Convert the items below into a Markdown table with the columns No. and Line, one numbered row per line, skipping any blank lines.

——————

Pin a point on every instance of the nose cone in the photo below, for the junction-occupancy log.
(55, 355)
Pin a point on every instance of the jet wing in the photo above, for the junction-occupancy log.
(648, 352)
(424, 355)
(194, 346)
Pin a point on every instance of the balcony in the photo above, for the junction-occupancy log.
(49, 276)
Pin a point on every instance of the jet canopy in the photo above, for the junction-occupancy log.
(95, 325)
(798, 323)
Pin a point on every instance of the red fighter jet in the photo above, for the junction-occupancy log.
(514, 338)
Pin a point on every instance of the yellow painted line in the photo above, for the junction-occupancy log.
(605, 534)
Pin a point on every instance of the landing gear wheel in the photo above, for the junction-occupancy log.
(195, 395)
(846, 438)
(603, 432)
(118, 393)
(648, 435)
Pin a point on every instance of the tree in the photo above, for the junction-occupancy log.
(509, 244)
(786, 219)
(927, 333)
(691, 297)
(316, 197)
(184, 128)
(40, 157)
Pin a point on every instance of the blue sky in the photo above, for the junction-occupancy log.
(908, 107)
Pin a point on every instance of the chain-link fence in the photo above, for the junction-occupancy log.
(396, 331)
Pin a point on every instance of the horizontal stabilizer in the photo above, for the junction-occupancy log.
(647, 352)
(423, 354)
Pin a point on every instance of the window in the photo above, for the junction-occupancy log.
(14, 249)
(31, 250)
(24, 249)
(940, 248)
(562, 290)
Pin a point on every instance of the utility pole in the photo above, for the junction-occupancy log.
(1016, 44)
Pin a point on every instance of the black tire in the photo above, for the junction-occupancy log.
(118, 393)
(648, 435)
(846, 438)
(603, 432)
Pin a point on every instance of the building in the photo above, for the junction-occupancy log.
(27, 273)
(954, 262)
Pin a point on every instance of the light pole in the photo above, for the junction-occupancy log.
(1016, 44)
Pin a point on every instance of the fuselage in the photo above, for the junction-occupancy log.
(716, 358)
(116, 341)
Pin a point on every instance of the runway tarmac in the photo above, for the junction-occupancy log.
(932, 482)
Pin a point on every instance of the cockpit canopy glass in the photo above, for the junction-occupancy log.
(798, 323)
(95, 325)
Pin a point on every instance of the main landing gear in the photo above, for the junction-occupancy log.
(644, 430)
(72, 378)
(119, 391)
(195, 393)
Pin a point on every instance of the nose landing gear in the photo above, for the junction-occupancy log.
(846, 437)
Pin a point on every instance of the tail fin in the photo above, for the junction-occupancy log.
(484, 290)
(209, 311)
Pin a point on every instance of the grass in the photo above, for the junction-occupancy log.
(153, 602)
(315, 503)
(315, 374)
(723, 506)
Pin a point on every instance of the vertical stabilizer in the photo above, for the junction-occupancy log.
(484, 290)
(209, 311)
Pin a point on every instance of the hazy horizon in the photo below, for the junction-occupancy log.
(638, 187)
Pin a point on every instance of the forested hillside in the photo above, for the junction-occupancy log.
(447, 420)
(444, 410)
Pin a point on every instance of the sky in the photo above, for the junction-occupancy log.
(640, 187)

——————

- **Written response**
| No. | Line |
|---|---|
| 1 | Pin a point on every instance of the nose cone in the photo below, for the junction-occupancy log. |
| 2 | (55, 355) |
| 3 | Pin a point on every instance of the jet wing in the photo above, for the junction-occupancy log. |
| 4 | (648, 352) |
| 5 | (424, 355) |
| 6 | (194, 346) |
| 7 | Pin a point on every instance of the balcony in the photo above, for the junction-occupancy log. |
| 8 | (49, 276) |
| 9 | Pin a point on every instance of the jet canopy in the photo above, for the junction-occupancy log. |
| 10 | (95, 325) |
| 11 | (798, 323) |
| 12 | Pin a point on every instance of the red fighter jet in the photo above, for the junction-occupancy log. |
| 13 | (514, 338) |
| 14 | Pin a point on every instance of the yellow painted line in the photo above, for the junction-occupancy log. |
| 15 | (605, 534) |
| 16 | Pin a point on every instance of the landing gear wheel in the photo above, for the junction-occupancy log. |
| 17 | (195, 395) |
| 18 | (846, 438) |
| 19 | (603, 432) |
| 20 | (118, 393) |
| 21 | (648, 435) |
| 22 | Pin a point on every instance of the tree in the photo above, for the junction-occupancy log. |
| 23 | (509, 244) |
| 24 | (786, 219) |
| 25 | (927, 333) |
| 26 | (691, 297) |
| 27 | (316, 197) |
| 28 | (184, 128) |
| 29 | (40, 157) |
| 30 | Pin a point on every instance of the blue sky in the photo above, for the junction-occupancy log. |
| 31 | (908, 107) |
| 32 | Pin a point on every instance of the chain-link fence in the photo above, for the junction-occupancy log. |
| 33 | (396, 331) |
| 34 | Pin a point on every instance of the horizontal stabilizer in the photo above, for the junction-occupancy log. |
| 35 | (647, 352) |
| 36 | (423, 354) |
| 37 | Pin a point on every instance of the window in the photo above, for the junction-occupancy log. |
| 38 | (14, 249) |
| 39 | (31, 250) |
| 40 | (24, 249) |
| 41 | (940, 248) |
| 42 | (562, 290) |
| 43 | Pin a point on every instance of the utility pole in the photo above, for the junction-occupancy log. |
| 44 | (1016, 44) |
| 45 | Pin a point on every instance of the black tire in the photo above, for the junction-occupancy log. |
| 46 | (118, 393) |
| 47 | (648, 435) |
| 48 | (846, 438) |
| 49 | (603, 432) |
| 50 | Pin a point on every instance of the building in the photo above, for the junction-occupancy log. |
| 51 | (27, 273) |
| 52 | (954, 262) |
| 53 | Pin a point on every instance of the light pole in the photo above, for the junction-occupancy log. |
| 54 | (1016, 44) |
| 55 | Pin a point on every instance of the fuselage in the photo above, for the junction-occupancy log. |
| 56 | (716, 358) |
| 57 | (116, 341) |
| 58 | Pin a point on every instance of the runway tarmac in the photo above, for the junction-occupancy log. |
| 59 | (932, 482) |
| 60 | Pin a point on every instance of the cockpit canopy glass in the photo above, for the junction-occupancy log. |
| 61 | (798, 323) |
| 62 | (95, 325) |
| 63 | Pin a point on every instance of the main landing gear in the photo above, for the junction-occupancy log. |
| 64 | (644, 430) |
| 65 | (72, 378) |
| 66 | (119, 391) |
| 67 | (195, 393) |
| 68 | Pin a point on every instance of the nose landing gear in the photo above, for the junction-occupancy log. |
| 69 | (846, 437) |
| 70 | Pin a point on every instance of the tail fin in the photo above, for the junction-occupancy log. |
| 71 | (484, 290) |
| 72 | (209, 311) |
| 73 | Pin a point on every instance of the grass in the photo above, for the junction-occupancy log. |
| 74 | (153, 602) |
| 75 | (315, 503) |
| 76 | (315, 374) |
| 77 | (723, 506) |
| 78 | Pin a point on every instance of the vertical stabilizer in the photo above, for the junction-occupancy log. |
| 79 | (484, 290) |
| 80 | (209, 311) |
| 81 | Pin a point on every instance of the hazy horizon in the photo below, for the junction-occupancy log. |
| 82 | (638, 187) |
| 83 | Pin a point on every instance of the forested hillside in the photo above, for the junction-occupancy log. |
| 84 | (447, 420) |
| 85 | (444, 410) |
| 86 | Pin a point on every instance of the sky in the photo above, for the junction-occupancy log. |
| 87 | (640, 187) |